** Start Exercise inputs **
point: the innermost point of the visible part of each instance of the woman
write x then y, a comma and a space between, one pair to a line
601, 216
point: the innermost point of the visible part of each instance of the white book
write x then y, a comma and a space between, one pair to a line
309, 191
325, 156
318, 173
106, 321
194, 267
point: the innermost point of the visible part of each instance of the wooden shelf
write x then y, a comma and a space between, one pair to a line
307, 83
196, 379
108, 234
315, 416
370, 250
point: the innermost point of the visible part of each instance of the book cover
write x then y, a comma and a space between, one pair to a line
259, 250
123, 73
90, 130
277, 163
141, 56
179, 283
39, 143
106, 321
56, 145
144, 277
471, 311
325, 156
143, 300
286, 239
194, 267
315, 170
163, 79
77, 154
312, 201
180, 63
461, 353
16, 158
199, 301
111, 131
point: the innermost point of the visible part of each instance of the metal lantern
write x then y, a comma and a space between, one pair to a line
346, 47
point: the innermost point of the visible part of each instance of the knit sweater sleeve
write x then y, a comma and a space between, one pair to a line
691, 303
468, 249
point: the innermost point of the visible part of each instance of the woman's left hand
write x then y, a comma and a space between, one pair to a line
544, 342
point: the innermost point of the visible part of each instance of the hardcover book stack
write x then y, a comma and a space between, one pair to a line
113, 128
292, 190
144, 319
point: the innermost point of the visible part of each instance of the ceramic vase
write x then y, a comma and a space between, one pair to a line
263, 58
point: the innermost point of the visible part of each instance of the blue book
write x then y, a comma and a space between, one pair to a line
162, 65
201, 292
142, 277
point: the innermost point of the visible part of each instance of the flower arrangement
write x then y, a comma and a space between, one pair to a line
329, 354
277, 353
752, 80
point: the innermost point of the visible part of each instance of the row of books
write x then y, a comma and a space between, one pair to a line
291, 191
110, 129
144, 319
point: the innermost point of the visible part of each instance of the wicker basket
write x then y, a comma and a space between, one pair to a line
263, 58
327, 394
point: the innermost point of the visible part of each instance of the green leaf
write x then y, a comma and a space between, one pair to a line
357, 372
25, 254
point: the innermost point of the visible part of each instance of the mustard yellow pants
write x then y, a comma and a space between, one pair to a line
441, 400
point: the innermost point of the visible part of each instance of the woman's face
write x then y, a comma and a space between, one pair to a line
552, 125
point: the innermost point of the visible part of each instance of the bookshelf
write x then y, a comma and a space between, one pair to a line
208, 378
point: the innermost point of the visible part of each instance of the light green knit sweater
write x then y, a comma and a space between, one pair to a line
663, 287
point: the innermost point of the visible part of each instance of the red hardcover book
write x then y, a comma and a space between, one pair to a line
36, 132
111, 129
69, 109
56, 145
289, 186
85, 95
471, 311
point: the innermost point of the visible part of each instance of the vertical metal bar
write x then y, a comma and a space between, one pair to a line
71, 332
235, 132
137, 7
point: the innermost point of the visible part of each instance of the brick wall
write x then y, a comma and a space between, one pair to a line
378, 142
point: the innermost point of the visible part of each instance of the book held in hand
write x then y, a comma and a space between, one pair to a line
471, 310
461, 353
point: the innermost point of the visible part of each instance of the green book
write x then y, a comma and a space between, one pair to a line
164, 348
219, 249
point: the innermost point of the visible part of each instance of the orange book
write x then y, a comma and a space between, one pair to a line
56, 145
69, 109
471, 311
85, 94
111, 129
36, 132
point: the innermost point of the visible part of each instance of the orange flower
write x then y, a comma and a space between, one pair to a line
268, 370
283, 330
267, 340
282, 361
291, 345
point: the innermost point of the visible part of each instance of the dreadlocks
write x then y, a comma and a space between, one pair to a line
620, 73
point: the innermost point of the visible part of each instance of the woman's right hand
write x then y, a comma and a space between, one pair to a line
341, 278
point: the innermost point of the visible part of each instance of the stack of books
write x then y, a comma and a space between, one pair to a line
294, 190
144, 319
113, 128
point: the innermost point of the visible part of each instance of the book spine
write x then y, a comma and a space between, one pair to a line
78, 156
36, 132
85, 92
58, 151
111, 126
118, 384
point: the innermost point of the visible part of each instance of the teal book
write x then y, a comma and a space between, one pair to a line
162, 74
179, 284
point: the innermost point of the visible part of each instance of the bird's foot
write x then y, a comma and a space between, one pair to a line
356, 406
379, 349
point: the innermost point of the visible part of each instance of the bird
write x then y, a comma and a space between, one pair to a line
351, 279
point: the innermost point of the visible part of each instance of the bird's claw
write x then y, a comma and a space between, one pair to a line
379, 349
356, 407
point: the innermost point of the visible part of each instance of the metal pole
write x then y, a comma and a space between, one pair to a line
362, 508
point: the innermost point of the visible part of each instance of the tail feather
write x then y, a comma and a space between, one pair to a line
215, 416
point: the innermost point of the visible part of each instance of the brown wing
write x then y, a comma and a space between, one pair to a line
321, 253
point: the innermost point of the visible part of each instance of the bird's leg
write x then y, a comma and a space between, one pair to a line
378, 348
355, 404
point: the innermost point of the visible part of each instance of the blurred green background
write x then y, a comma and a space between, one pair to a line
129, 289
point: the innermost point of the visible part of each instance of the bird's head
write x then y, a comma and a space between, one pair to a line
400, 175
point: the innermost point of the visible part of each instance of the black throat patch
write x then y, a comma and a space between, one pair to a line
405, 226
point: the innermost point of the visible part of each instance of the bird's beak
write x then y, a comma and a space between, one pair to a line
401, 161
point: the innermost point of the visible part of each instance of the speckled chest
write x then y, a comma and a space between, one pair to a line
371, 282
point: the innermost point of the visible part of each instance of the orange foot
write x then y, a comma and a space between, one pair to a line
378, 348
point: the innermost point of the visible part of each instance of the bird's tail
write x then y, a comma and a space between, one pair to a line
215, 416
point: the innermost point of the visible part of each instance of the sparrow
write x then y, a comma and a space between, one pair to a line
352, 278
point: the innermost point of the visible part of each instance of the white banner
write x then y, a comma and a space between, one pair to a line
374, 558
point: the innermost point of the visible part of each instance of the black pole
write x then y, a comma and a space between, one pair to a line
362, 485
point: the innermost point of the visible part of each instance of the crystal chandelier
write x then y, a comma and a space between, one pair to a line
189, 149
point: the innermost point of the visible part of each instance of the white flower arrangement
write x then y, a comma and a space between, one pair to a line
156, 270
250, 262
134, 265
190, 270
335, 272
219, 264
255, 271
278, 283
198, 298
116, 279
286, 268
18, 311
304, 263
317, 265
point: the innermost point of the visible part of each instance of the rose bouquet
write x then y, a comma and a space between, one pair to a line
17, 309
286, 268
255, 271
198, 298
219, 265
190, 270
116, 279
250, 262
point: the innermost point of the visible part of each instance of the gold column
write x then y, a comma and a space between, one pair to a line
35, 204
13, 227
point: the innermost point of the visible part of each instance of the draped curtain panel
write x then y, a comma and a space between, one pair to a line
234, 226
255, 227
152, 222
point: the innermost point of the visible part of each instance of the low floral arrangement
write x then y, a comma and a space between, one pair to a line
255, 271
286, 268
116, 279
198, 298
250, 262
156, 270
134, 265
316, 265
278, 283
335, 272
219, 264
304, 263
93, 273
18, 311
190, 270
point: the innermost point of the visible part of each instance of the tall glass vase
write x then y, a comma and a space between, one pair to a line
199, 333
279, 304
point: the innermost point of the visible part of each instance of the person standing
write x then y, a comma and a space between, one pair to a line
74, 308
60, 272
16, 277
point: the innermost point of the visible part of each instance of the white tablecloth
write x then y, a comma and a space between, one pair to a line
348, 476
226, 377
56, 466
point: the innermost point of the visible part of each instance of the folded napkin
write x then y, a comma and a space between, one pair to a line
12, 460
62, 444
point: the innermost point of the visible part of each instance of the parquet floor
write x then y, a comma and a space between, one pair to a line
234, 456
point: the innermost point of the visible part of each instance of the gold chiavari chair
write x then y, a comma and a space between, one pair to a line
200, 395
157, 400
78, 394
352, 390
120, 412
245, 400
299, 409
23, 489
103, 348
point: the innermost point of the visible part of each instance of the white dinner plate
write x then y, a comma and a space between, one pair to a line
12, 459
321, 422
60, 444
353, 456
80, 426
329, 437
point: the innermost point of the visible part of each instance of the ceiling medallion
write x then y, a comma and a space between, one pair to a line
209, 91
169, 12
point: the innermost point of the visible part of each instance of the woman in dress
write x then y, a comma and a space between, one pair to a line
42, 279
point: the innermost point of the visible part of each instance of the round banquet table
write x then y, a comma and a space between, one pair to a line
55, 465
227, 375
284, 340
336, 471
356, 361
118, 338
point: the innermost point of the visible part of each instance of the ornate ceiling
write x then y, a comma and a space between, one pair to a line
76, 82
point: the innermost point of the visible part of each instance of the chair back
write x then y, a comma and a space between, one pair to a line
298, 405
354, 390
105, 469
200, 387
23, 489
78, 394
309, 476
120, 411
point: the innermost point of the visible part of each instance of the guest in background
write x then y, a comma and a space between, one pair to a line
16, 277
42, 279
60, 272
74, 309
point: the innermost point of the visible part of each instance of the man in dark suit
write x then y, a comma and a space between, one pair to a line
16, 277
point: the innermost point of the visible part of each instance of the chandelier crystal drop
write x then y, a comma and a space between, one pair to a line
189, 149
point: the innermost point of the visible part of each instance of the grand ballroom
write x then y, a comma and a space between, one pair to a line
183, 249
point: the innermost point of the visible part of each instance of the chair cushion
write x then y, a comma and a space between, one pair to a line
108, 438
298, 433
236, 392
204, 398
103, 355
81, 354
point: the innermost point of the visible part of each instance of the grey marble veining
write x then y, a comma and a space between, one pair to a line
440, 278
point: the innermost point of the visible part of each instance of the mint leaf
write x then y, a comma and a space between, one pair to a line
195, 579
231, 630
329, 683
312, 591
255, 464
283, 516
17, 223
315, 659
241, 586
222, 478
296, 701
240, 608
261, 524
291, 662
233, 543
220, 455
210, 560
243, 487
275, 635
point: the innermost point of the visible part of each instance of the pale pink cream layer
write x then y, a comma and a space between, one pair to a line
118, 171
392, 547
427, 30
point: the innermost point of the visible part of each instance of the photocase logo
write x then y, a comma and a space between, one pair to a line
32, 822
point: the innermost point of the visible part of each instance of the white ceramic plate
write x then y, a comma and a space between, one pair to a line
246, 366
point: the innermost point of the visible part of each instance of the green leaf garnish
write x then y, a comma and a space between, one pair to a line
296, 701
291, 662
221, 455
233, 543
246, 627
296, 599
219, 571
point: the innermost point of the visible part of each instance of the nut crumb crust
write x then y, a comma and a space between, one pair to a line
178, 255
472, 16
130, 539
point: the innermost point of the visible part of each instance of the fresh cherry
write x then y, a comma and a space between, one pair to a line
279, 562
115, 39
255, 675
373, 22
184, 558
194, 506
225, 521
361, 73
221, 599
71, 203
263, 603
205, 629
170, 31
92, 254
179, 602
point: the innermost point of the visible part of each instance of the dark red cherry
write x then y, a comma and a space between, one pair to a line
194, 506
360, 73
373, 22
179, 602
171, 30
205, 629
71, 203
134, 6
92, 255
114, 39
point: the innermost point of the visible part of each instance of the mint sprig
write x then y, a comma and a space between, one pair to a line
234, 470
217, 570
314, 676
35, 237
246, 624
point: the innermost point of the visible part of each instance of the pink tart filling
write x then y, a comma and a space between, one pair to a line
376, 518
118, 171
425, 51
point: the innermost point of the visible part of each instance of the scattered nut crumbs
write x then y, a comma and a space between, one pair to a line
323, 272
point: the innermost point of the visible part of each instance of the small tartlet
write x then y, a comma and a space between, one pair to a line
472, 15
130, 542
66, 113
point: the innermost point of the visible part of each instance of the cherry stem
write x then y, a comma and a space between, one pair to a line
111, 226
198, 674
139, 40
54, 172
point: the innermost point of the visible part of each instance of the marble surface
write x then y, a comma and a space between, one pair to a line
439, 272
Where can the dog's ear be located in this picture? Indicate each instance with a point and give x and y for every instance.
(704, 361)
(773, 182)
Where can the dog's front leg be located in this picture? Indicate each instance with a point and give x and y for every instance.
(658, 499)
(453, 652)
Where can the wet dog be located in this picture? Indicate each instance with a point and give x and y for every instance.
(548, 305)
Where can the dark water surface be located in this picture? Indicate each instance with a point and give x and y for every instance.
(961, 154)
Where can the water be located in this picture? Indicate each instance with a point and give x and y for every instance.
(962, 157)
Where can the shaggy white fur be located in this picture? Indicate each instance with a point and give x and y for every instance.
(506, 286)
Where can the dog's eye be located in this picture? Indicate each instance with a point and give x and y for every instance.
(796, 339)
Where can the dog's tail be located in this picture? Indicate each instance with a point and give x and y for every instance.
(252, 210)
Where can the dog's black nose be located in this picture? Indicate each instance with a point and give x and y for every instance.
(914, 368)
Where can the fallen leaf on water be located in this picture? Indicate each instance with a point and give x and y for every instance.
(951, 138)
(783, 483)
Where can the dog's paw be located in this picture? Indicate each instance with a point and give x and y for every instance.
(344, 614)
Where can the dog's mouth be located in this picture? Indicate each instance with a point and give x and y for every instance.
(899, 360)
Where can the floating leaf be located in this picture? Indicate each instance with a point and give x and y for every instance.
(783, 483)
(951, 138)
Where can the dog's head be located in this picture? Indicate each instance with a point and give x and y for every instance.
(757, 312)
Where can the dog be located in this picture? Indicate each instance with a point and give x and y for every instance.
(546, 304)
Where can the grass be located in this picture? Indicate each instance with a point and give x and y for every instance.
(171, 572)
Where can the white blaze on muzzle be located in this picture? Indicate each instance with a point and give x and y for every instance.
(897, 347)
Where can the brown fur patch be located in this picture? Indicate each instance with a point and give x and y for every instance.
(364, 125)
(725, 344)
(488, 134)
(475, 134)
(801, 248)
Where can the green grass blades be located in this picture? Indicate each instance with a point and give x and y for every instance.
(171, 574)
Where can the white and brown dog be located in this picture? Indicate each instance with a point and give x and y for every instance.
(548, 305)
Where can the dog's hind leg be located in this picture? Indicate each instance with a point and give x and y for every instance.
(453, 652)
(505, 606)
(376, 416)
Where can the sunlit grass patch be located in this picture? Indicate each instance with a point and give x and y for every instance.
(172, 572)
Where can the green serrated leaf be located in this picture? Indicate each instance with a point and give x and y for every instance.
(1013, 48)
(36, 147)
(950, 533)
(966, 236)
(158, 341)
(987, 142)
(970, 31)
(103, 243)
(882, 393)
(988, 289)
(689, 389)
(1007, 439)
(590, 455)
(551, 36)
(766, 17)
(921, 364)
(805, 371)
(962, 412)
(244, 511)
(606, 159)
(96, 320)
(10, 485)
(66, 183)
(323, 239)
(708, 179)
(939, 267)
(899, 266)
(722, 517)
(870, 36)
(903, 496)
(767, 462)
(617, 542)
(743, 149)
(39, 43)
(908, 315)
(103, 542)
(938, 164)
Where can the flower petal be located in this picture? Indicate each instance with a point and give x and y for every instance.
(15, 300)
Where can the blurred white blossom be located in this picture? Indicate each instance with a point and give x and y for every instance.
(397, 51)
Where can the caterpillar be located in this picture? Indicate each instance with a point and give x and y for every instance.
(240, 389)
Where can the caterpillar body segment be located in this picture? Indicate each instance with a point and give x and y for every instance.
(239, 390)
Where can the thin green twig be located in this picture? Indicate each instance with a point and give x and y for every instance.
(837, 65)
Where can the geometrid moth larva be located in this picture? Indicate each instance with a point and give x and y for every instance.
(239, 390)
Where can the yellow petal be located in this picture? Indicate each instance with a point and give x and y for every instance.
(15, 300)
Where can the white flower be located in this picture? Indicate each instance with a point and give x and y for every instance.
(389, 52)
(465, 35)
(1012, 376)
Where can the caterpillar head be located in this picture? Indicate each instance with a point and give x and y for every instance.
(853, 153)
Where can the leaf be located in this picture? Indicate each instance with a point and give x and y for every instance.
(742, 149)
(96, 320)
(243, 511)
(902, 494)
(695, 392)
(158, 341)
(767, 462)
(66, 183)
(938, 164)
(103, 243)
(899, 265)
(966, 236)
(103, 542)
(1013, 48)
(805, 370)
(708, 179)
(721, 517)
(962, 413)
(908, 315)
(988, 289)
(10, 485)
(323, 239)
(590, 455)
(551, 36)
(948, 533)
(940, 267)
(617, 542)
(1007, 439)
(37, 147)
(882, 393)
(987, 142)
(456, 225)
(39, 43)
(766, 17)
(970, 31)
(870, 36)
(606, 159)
** End Exercise inputs **
Given instruction: Repeat precisely the lines of the data starting at the one containing "Where can the yellow", last line included.

Full response:
Where can the yellow petal be located in this picture? Indicate each instance with a point and give x and y for every instance.
(15, 300)
Where can the white flower be located in this picture? Indicate each instance with a point and give x and y for every instance.
(389, 52)
(465, 35)
(1012, 376)
Where can the caterpillar head be located in this picture? Indicate each instance with a point and give x and y for every instance.
(853, 153)
Where can the leaf be located in this picture? Indicate each instance with a point and give x and y for every instance.
(742, 149)
(96, 320)
(243, 511)
(902, 494)
(695, 392)
(158, 341)
(767, 462)
(66, 183)
(938, 164)
(103, 243)
(899, 265)
(966, 236)
(103, 542)
(1013, 48)
(805, 370)
(708, 179)
(721, 517)
(962, 413)
(908, 315)
(988, 289)
(10, 485)
(323, 239)
(590, 455)
(551, 36)
(948, 533)
(940, 267)
(617, 542)
(1007, 439)
(37, 147)
(882, 393)
(987, 142)
(456, 225)
(39, 43)
(766, 17)
(970, 31)
(870, 36)
(606, 159)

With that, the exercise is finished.